> READING TEXT:

A large fraction (19) of the asteroids are going to hit.

Act 3: Evolution in Action

As the impacts begin to occur, many residents of industrialized countries will start questioning whether their heavily interdependent lifestyle will be viable in the long term. Human nature being what it is, most of them won't actually do anything until their discomfort rises above a certain culturally mandated threshold (at which time many of them will act in unconscious concert). When they do begin to act, they will start by attempting to make themselves independent from possible economic problems. Since our entire economic system is essentially a huge mutual hallucination their actions will of course precipitate the very events they are trying to avoid. As the true consequences of Y2K sink in people will bolt in one of three directions (in general):

A) Those who have the most to lose will adamantly deny that the world is changing until forced to. They will work to protect what they see as their richly deserved (for whatever reason) position from any and all. Although those capable of perceiving the paradigm shifts as they happen will probably land on their feet many of these people will be devastated by the events of the millennium.

B) Opportunists come in many flavors, and during the next two years they will all come out of the woodwork. From those determined to use these events to ferment a permaculture revolution to those determined that they will have the most toys/money/land/disciples when the dust settles to those who just want to use the chaos to settle old scores, every agenda will be flapping in the breeze for all to see. One of these agendas will become the dominant meme for the next millennium.

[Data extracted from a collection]

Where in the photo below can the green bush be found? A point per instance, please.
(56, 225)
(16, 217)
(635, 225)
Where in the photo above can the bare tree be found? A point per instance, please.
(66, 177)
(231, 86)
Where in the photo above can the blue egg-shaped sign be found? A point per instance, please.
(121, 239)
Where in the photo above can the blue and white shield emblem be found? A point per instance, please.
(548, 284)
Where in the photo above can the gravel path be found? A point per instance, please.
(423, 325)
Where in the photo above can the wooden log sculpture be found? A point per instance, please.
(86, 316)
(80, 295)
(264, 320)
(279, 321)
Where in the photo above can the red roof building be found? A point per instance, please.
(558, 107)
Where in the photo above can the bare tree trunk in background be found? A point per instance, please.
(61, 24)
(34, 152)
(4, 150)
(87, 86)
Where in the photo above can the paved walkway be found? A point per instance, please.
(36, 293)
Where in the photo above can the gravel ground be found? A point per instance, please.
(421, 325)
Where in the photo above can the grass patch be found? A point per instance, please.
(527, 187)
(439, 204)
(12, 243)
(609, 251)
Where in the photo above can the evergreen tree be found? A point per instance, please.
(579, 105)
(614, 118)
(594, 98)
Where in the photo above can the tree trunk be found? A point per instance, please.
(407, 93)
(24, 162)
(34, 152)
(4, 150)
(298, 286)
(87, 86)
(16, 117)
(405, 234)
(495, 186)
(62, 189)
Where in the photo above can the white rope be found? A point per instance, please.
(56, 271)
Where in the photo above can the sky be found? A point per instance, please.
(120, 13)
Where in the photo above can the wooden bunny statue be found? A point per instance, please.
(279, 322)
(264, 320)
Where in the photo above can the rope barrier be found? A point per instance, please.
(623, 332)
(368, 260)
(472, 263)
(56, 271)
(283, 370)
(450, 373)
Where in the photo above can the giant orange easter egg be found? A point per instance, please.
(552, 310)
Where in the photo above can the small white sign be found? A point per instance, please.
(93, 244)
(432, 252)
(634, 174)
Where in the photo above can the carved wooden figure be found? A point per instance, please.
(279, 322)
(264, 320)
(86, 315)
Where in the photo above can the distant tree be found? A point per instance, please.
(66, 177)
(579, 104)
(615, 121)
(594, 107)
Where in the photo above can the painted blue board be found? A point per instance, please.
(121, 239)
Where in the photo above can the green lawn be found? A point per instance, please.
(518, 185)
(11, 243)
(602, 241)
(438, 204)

> EXERCISES:
a – Copy the part of the Y2K essay that opens with "B) Opportunists come" and closes with "the next millennium.", replacing "chaos" with "disorder".
b – Answer these questions on the Y2K essay:
(i) How many asteroids are going to hit?
(ii) In how many general directions will people bolt as the true consequences of Y2K sink in?
(iii) During what period will opportunists come out of the woodwork?

> RESULTS:
a –
B) Opportunists come in many flavors, and during the next two years they will all come out of the woodwork. From those determined to use these events to ferment a permaculture revolution to those determined that they will have the most toys/money/land/disciples when the dust settles to those who just want to use the disorder to settle old scores, every agenda will be flapping in the breeze for all to see. One of these agendas will become the dominant meme for the next millennium.

b –
(i) 19
(ii) Three
(iii) During the next two years